[Your task]
Identify the lines in the data below that contain "logo" and give only how many there are.

Data shown: Begin

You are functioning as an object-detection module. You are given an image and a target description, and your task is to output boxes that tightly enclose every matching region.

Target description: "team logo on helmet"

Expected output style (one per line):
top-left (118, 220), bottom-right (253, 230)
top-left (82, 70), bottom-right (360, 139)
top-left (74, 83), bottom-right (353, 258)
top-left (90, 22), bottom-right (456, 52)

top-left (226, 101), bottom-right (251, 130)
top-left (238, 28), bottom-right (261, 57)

Data shown: End
Data shown: Begin

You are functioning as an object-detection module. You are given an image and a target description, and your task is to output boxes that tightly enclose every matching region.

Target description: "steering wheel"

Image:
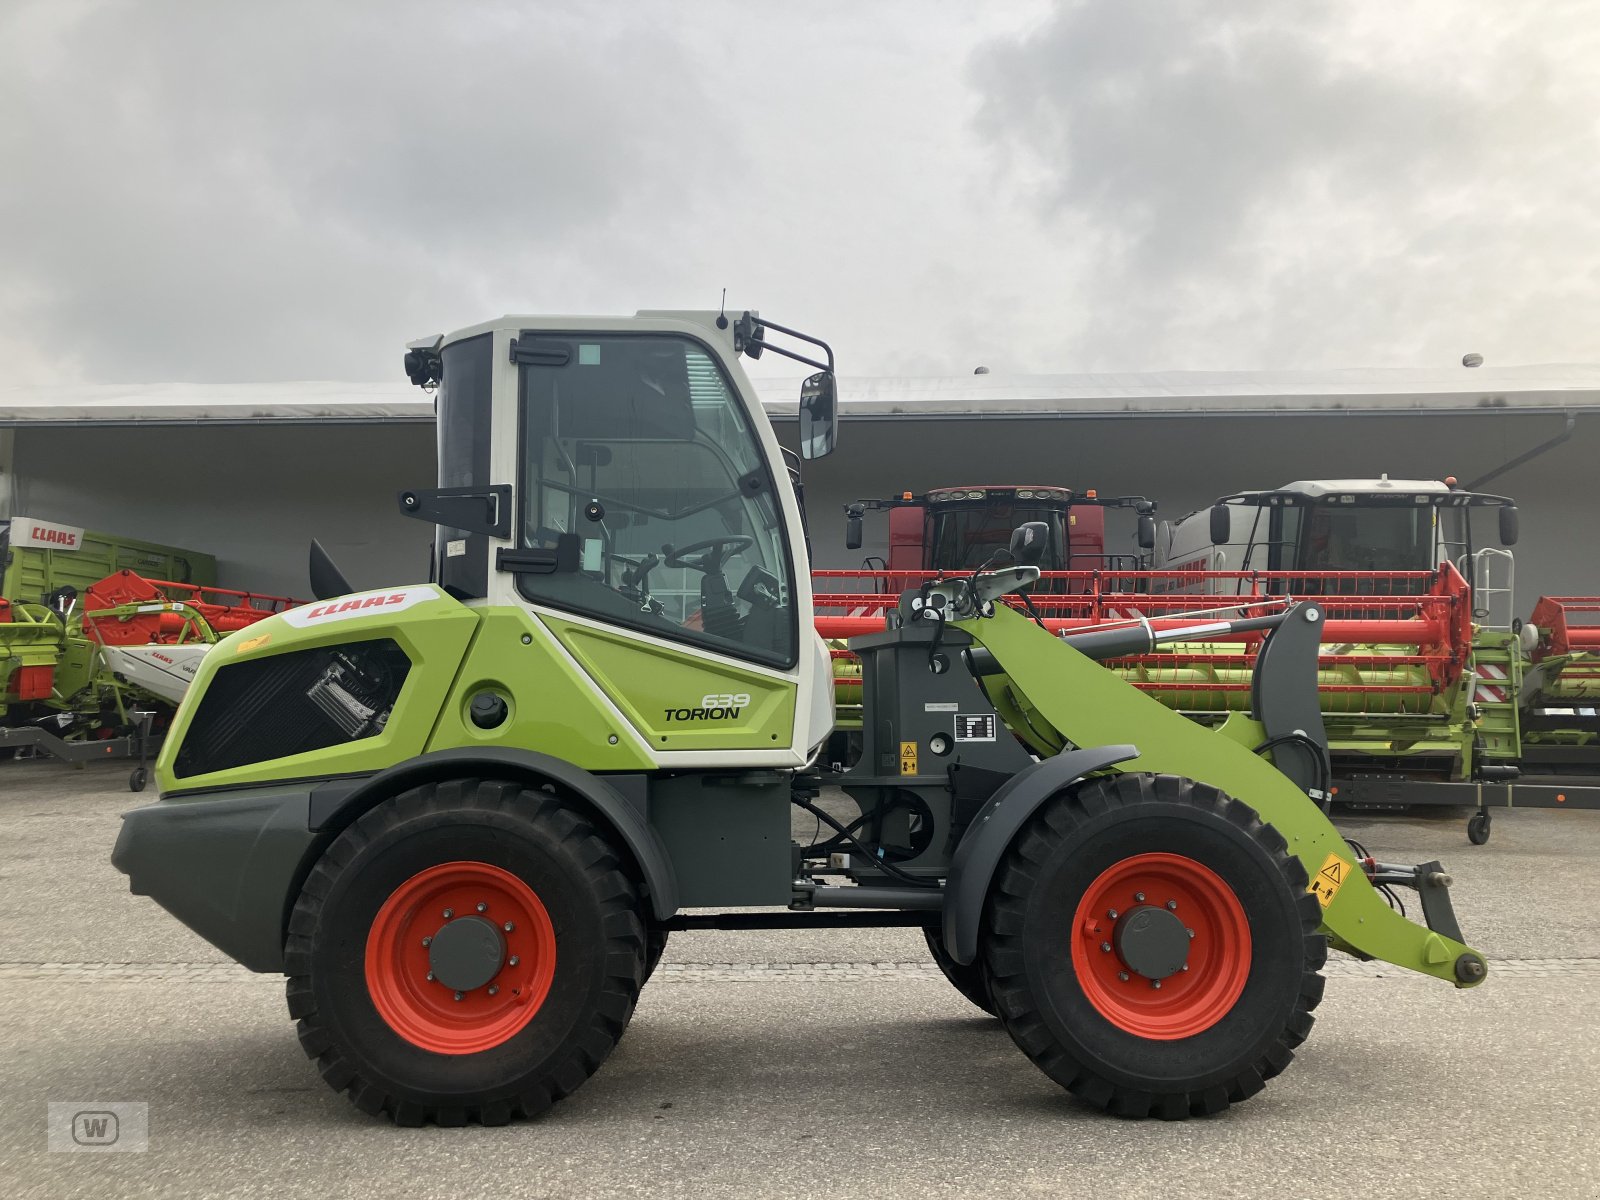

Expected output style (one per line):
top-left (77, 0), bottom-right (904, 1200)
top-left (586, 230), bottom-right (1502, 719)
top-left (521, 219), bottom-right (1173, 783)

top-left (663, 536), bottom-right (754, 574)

Data shown: End
Data shown: Begin

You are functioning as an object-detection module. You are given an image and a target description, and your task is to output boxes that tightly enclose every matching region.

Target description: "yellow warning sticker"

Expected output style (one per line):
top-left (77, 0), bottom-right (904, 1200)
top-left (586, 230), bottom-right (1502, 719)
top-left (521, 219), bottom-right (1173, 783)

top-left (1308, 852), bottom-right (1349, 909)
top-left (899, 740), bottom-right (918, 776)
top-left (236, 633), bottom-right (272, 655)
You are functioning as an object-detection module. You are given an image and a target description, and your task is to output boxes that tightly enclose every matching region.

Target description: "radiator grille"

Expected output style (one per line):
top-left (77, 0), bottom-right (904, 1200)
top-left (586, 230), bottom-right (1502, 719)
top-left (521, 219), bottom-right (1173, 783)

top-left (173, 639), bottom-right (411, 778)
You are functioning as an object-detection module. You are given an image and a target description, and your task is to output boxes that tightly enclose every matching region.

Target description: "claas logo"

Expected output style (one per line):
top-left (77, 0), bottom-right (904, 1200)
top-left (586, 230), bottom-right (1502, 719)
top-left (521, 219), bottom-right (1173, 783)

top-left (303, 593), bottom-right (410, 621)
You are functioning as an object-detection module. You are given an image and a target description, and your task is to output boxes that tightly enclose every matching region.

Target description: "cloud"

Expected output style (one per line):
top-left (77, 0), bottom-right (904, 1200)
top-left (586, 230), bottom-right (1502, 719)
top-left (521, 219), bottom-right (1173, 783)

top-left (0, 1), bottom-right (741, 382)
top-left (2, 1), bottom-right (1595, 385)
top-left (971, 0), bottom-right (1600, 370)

Data shown: End

[Answer to this problem]
2